[Saved entries]
********************

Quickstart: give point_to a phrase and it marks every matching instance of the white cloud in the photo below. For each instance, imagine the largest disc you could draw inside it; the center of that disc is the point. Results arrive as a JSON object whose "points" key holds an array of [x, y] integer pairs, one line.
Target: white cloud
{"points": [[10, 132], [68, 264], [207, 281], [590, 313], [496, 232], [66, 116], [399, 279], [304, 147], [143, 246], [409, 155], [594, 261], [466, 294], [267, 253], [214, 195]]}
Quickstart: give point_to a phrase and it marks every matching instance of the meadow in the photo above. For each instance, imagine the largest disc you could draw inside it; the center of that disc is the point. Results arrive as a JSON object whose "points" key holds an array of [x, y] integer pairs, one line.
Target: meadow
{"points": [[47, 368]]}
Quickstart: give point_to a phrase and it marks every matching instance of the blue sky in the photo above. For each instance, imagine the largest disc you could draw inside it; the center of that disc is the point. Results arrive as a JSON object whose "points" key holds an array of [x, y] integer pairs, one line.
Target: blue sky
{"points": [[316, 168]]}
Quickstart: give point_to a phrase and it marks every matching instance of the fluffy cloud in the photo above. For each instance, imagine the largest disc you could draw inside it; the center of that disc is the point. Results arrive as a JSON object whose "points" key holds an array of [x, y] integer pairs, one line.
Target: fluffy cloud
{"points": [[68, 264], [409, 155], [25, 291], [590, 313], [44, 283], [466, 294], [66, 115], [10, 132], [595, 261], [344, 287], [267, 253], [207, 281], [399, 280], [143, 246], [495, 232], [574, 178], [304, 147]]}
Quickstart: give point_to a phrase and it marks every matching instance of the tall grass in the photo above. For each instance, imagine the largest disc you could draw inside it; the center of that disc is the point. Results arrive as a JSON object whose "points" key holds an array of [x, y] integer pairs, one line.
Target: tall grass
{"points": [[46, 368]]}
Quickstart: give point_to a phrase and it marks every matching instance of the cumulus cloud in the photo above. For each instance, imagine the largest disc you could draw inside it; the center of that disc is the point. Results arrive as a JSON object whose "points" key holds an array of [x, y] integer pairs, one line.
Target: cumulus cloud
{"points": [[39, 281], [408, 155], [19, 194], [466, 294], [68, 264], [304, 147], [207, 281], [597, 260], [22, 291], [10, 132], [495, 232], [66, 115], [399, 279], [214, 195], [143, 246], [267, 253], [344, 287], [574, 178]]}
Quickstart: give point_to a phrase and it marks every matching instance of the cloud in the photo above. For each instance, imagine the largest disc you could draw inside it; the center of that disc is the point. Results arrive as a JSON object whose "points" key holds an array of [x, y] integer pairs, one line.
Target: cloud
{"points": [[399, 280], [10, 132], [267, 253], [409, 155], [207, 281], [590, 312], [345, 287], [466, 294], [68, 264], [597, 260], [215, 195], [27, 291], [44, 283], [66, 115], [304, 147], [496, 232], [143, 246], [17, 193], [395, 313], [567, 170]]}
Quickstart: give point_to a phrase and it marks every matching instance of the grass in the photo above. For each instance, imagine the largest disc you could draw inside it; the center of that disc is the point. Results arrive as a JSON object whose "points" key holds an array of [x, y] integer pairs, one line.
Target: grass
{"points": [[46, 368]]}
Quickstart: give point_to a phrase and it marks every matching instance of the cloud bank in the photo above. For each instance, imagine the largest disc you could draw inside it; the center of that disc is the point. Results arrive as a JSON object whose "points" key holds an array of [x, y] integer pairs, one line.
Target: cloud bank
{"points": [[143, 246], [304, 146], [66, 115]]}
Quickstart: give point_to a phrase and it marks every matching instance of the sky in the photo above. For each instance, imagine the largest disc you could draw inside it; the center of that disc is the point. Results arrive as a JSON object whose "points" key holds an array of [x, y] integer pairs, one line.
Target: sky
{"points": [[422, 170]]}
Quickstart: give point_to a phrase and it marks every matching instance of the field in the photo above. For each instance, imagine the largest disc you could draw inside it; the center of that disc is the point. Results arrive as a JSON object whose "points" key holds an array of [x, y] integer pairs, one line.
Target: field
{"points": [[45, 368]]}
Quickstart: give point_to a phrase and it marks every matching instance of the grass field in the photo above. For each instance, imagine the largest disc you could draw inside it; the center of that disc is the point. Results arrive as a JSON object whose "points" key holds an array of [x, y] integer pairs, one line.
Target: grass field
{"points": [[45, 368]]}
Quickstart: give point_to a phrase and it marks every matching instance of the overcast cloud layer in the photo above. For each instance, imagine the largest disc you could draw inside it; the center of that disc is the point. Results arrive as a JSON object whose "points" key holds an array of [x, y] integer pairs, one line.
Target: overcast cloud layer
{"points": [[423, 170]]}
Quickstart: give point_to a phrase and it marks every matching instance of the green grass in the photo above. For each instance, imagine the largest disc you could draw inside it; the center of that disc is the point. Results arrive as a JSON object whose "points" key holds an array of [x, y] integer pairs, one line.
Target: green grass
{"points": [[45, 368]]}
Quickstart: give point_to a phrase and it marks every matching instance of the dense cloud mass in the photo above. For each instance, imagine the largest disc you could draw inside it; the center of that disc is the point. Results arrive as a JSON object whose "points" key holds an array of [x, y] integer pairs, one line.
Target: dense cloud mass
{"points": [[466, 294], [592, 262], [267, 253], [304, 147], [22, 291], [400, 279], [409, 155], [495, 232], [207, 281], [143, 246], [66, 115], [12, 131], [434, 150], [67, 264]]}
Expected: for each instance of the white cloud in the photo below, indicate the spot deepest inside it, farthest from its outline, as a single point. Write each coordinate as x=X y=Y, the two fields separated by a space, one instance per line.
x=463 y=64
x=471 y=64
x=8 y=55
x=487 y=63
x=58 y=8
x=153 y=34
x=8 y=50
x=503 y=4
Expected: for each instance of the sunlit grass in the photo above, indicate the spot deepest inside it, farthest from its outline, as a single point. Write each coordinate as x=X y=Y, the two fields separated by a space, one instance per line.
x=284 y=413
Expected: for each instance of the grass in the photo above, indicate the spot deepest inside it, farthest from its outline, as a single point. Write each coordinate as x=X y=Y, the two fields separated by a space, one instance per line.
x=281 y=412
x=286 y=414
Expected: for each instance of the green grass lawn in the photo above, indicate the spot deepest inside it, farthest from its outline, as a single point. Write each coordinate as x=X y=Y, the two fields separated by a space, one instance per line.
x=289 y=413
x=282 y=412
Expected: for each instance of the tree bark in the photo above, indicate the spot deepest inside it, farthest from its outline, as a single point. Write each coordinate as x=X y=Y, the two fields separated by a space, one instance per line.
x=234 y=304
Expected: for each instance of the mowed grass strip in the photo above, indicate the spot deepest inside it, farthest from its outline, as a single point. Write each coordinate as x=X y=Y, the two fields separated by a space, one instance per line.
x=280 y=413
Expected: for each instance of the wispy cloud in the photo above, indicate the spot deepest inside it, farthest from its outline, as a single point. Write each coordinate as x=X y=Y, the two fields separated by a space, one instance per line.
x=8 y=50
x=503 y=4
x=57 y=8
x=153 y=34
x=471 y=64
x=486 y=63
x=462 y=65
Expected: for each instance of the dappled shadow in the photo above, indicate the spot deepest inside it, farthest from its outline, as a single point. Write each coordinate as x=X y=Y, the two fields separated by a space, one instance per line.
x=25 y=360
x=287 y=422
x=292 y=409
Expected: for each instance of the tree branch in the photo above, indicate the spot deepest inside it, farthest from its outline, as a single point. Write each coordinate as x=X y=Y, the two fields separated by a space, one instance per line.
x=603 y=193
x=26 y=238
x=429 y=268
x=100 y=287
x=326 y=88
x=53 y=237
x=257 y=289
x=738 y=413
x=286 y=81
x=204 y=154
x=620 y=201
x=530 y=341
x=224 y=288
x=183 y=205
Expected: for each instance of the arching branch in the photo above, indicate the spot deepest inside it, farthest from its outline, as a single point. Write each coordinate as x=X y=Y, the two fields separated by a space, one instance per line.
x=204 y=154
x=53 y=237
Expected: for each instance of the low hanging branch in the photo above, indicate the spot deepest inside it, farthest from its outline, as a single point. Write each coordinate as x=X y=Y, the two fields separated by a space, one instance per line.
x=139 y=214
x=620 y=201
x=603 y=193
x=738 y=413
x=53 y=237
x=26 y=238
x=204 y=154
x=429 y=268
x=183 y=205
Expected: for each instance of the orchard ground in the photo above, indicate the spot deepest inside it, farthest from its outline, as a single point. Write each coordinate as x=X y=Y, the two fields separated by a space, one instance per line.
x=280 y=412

********************

> **Problem statement**
Nothing but the lines from the one holding "Expected: for each instance of the arching" to the end of the entries should be output, each exactly as it appears.

> **Written answer**
Expected: for each instance of the arching branch in the photo above, indicate the spot deepest inside it, farthest from its outline, as a single point. Write each coordinate as x=X y=Y, the two fields separated by a space, one instance per line.
x=204 y=154
x=53 y=237
Expected: for each instance of the low hanging branch in the photo above, indicate the spot deepest inside it, farthest from its outline, as a single point. Write each coordinate as x=X y=Y, the two fields separated by a space, one instance per line.
x=139 y=214
x=620 y=201
x=603 y=193
x=738 y=413
x=53 y=237
x=26 y=238
x=204 y=154
x=429 y=268
x=183 y=205
Expected: for each instance of the orchard ground in the photo above, indicate the spot deepest inside it, farthest from its outline, as a single point. Write each coordinate as x=X y=Y, the two fields separated by a space, one instance per line.
x=280 y=412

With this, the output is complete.